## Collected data
[BEGIN]
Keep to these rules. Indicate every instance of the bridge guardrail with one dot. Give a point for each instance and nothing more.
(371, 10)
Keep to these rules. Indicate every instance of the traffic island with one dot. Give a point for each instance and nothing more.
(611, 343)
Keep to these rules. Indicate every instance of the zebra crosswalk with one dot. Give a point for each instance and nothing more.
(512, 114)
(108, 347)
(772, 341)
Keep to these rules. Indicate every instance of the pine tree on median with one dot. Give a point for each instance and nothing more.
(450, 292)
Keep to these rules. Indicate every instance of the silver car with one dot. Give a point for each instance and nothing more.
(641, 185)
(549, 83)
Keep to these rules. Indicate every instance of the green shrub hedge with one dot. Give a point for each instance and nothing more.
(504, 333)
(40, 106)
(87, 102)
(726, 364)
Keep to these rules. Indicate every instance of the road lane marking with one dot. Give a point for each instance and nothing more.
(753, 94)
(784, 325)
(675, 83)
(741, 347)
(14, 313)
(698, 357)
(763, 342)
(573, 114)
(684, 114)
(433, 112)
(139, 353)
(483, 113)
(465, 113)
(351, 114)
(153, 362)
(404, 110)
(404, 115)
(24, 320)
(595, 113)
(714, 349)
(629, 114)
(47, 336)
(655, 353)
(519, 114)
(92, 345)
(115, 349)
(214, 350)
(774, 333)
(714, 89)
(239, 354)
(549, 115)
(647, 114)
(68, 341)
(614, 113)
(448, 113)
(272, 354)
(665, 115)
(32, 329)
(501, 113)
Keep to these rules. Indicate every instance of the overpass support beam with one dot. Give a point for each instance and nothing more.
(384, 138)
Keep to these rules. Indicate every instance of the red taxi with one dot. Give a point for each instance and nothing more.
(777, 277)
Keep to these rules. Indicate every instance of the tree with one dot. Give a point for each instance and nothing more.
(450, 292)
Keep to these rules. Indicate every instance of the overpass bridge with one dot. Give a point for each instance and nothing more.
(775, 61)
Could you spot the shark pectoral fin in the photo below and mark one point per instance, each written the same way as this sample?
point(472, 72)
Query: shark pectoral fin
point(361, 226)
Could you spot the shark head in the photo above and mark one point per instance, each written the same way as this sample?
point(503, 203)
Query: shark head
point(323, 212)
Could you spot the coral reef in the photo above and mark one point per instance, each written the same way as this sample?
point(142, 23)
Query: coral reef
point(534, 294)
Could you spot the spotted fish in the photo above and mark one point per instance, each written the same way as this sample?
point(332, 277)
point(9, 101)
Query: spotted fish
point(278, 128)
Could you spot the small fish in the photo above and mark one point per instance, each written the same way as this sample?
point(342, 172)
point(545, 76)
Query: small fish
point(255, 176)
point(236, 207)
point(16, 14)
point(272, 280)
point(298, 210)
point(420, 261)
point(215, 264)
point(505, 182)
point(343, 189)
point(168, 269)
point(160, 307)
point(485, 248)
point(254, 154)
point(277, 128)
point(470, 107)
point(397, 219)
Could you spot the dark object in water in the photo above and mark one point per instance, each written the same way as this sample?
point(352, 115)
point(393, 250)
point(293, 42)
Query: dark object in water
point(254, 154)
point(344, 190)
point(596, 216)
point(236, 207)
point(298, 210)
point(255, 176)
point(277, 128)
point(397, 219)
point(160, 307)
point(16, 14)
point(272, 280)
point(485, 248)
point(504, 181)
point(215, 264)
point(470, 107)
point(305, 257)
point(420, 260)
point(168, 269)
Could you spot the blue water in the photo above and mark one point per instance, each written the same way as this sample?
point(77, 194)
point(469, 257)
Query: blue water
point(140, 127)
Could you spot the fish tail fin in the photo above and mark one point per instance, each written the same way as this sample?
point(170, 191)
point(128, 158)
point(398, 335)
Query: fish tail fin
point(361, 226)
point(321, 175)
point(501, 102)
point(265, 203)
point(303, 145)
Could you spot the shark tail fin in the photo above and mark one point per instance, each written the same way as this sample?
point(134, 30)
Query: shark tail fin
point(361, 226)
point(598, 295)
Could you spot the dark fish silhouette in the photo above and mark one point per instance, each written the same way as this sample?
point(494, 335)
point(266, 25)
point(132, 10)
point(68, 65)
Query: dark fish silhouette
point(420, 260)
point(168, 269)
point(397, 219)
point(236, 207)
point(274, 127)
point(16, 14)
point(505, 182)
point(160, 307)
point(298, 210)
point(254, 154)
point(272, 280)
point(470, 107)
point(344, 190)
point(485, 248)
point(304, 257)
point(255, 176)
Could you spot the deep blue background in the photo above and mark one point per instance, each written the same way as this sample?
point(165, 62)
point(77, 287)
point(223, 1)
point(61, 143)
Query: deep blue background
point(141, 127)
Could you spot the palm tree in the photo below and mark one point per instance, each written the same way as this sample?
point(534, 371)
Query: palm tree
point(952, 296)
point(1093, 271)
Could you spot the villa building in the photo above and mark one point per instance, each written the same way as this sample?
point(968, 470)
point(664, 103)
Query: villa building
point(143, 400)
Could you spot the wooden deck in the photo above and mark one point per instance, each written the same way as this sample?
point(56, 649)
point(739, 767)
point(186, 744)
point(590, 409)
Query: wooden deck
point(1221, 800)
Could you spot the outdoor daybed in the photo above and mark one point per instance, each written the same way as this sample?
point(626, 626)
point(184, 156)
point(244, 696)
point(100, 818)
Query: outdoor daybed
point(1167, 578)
[END]
## Instruction
Write out the listing above again, swapping every "with one dot" for "with a single dot" and leaving everything else unchanged.

## Task solution
Keep to these rules. Indicate every instance of the bridge guardrail with a single dot. Give a point for each instance and nothing more.
(371, 10)
Keep to these rules. Indicate every instance of the traffic island with a single dot. Give a point for each instance and nothing more.
(611, 343)
Keep to these rules. Indicate every instance of the zebra crosswalk with a single dot. Give a point for each instance and nothing more.
(512, 114)
(108, 347)
(772, 341)
Keep to these rules. Indicate every instance of the pine tree on median with a single dot. Give a point for each instance and nothing more.
(450, 292)
Keep to these rules. Indicate every instance of the silver car with a single dot. Give a point for each instance and nothing more.
(641, 185)
(549, 83)
Keep to these rules. Indicate every instance of the green shrub hedge with a single dot. Give a point for each instance and nothing more.
(504, 333)
(40, 106)
(87, 102)
(726, 364)
Keep to these rules. Indicate every instance of the road lane marking with a single dot. Give a point for each instance and nothing more.
(753, 94)
(784, 325)
(675, 83)
(741, 347)
(14, 313)
(698, 357)
(763, 342)
(573, 114)
(684, 114)
(433, 112)
(139, 353)
(483, 113)
(465, 113)
(351, 114)
(153, 362)
(404, 110)
(404, 115)
(24, 320)
(595, 113)
(714, 349)
(629, 114)
(47, 336)
(655, 353)
(519, 114)
(92, 345)
(115, 349)
(214, 350)
(774, 333)
(714, 89)
(239, 354)
(549, 115)
(647, 114)
(68, 341)
(614, 113)
(448, 113)
(272, 354)
(665, 115)
(32, 329)
(501, 113)
Keep to these rules. Indicate every instance of the overpass support beam with a single dot. Give a point for each instance and nothing more.
(384, 138)
Keep to these rules. Indicate every instance of the red taxi with a single dot. Give a point for each instance and nothing more.
(777, 277)
Keep to these rules. Indicate every instance of the tree with a single dot. Give a point for each instance and nothing more.
(450, 292)
Keep to these rules. Indicate every instance of the overpass bridge with a single dot. Give a point for each instance and nothing more.
(775, 61)
Could you spot the shark pectoral fin in the photo below and mark one point per instance, each written the same way as this sample?
point(472, 72)
Query: shark pectoral fin
point(361, 226)
Could you spot the shark head in the photo above and mark one point per instance, each written the same way as this sample?
point(503, 203)
Query: shark head
point(323, 212)
Could you spot the coral reef in the photo above and mark one point per instance, each written the same way as this sample?
point(142, 23)
Query: coral reef
point(534, 294)
Could you spot the spotted fish in the photo above and mark one point per instance, each written the same way as this sample?
point(332, 277)
point(9, 101)
Query: spotted fish
point(278, 128)
Could you spot the small fish in the photo above and mark one point per instance, each written the same way as this sample?
point(342, 172)
point(545, 76)
Query: small fish
point(255, 176)
point(236, 207)
point(16, 14)
point(272, 280)
point(298, 210)
point(420, 261)
point(215, 264)
point(505, 182)
point(343, 189)
point(168, 269)
point(160, 307)
point(485, 248)
point(254, 154)
point(277, 128)
point(470, 107)
point(397, 219)
Could you spot the dark object in water in the photo above and mark one point per instance, each written the same way as this sample?
point(352, 115)
point(393, 250)
point(293, 42)
Query: dark object in water
point(254, 154)
point(344, 190)
point(596, 216)
point(236, 207)
point(298, 210)
point(255, 176)
point(277, 128)
point(397, 219)
point(160, 307)
point(16, 14)
point(272, 280)
point(485, 248)
point(504, 181)
point(215, 264)
point(470, 107)
point(305, 257)
point(420, 260)
point(168, 269)
Could you spot the blue water in the photo above and mark one point per instance, each written the same way as this sample?
point(77, 194)
point(469, 257)
Query: blue water
point(140, 127)
Could you spot the fish tail fin in the photo above and mark one point per instance, each written the same way as this sample?
point(170, 191)
point(128, 158)
point(398, 335)
Query: fish tail fin
point(361, 226)
point(321, 175)
point(501, 102)
point(265, 203)
point(303, 145)
Could you spot the shark tail fin in the photo above and mark one point per instance, each written the same way as this sample?
point(134, 30)
Query: shark tail fin
point(361, 226)
point(598, 295)
Could you spot the dark fish silhouette in the photo above and mark one point per instance, each written the same way as this sample?
point(494, 335)
point(266, 25)
point(132, 10)
point(68, 65)
Query: dark fish silhouette
point(420, 260)
point(168, 269)
point(397, 219)
point(236, 207)
point(274, 127)
point(16, 14)
point(505, 182)
point(160, 307)
point(298, 210)
point(254, 154)
point(272, 280)
point(470, 107)
point(344, 190)
point(485, 248)
point(304, 257)
point(255, 176)
Could you spot the deep blue background in the photo above and mark one point per instance, each written the same way as this sample?
point(165, 62)
point(77, 287)
point(223, 1)
point(61, 143)
Query: deep blue background
point(141, 127)
Could you spot the palm tree in the photo below and mark one point per instance, each written the same way as this sample?
point(534, 371)
Query: palm tree
point(952, 296)
point(1093, 271)
Could you spot the villa building in the photo above and mark one point per instance, each written the same way as this sample?
point(968, 470)
point(664, 103)
Query: villa building
point(143, 400)
Could you spot the wooden deck in the photo above and mark one point per instance, each written the same way as this sample?
point(56, 649)
point(739, 767)
point(186, 744)
point(590, 409)
Query: wooden deck
point(1221, 800)
Could you spot the outdoor daybed in the photo above and mark one point per instance, each written the same way as this sample?
point(626, 626)
point(184, 156)
point(244, 696)
point(100, 818)
Query: outdoor daybed
point(1167, 578)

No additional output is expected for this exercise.